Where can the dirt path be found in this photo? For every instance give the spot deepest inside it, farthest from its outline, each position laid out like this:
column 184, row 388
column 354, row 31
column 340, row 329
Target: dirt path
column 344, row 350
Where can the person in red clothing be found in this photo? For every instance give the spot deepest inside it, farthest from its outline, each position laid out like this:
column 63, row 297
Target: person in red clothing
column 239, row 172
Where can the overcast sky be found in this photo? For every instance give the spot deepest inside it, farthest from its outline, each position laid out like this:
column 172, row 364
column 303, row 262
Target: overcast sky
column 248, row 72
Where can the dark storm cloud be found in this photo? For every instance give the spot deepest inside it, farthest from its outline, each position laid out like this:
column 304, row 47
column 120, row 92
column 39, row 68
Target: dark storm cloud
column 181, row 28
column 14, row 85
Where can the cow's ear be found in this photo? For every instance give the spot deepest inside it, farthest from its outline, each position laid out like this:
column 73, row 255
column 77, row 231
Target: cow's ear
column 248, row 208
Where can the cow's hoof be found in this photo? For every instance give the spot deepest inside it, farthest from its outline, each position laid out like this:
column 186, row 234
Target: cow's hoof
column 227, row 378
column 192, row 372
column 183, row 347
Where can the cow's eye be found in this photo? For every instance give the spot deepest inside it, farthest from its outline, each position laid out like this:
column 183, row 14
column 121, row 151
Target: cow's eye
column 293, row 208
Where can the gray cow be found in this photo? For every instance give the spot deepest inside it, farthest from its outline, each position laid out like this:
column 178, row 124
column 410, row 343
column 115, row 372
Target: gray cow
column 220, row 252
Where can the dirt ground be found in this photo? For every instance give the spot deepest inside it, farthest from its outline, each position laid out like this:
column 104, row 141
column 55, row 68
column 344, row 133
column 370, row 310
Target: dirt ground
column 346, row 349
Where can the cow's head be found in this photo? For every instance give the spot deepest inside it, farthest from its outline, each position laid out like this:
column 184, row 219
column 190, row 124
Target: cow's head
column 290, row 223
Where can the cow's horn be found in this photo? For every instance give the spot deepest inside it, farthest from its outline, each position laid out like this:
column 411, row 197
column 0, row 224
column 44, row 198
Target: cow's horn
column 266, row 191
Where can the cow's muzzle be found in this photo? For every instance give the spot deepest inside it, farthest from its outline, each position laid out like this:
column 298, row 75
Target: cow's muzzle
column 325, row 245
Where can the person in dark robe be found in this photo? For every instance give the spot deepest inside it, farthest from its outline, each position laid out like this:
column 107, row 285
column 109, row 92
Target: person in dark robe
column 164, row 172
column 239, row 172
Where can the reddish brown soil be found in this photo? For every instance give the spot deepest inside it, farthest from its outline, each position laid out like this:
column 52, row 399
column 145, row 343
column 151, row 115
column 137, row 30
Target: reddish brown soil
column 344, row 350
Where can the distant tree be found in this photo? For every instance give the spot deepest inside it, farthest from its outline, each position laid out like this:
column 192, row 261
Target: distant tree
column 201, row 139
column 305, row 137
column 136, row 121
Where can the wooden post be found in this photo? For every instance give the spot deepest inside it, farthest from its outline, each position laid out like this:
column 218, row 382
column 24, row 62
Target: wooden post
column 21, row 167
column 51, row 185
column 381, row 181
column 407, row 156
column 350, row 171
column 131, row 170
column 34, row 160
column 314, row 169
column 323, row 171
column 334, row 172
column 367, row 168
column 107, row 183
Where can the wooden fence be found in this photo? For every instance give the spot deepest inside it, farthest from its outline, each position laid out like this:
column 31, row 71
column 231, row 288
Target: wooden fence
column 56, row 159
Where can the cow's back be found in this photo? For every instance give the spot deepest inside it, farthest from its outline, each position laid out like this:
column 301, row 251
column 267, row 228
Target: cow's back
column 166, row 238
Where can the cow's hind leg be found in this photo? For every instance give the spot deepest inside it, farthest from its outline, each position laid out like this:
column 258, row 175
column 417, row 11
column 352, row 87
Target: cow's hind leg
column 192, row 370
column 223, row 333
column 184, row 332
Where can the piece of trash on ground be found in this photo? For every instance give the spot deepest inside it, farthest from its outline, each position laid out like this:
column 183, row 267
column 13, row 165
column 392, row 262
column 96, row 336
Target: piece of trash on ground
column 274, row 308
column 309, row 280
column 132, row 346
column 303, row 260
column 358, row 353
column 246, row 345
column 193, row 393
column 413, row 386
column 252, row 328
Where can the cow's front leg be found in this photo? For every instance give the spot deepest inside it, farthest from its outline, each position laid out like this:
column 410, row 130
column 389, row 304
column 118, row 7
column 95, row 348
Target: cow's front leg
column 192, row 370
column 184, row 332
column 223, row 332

_____

- **OBJECTIVE**: Rewrite the material from its start through the line containing "column 14, row 85", changing "storm" to "rain" and leaving everything else untouched.

- **TASK RESULT**:
Where can the dirt path be found in this photo? For every instance give the spot deepest inside it, farthest from its outline, each position laid out like this:
column 184, row 388
column 354, row 31
column 340, row 329
Target: dirt path
column 344, row 350
Where can the person in red clothing be found in this photo? For every instance give the spot deepest inside it, farthest from its outline, each position laid out like this:
column 63, row 297
Target: person in red clothing
column 239, row 172
Where can the overcast sky be found in this photo? For every instance give the spot deepest inside it, farthest from its outline, each position laid out like this:
column 172, row 364
column 303, row 262
Target: overcast sky
column 248, row 72
Where can the dark rain cloud be found in this photo? For every instance give the spot deepest inside it, farthest from its outline, each position laid out like this:
column 304, row 47
column 120, row 92
column 39, row 68
Target: dark rain cloud
column 181, row 28
column 14, row 85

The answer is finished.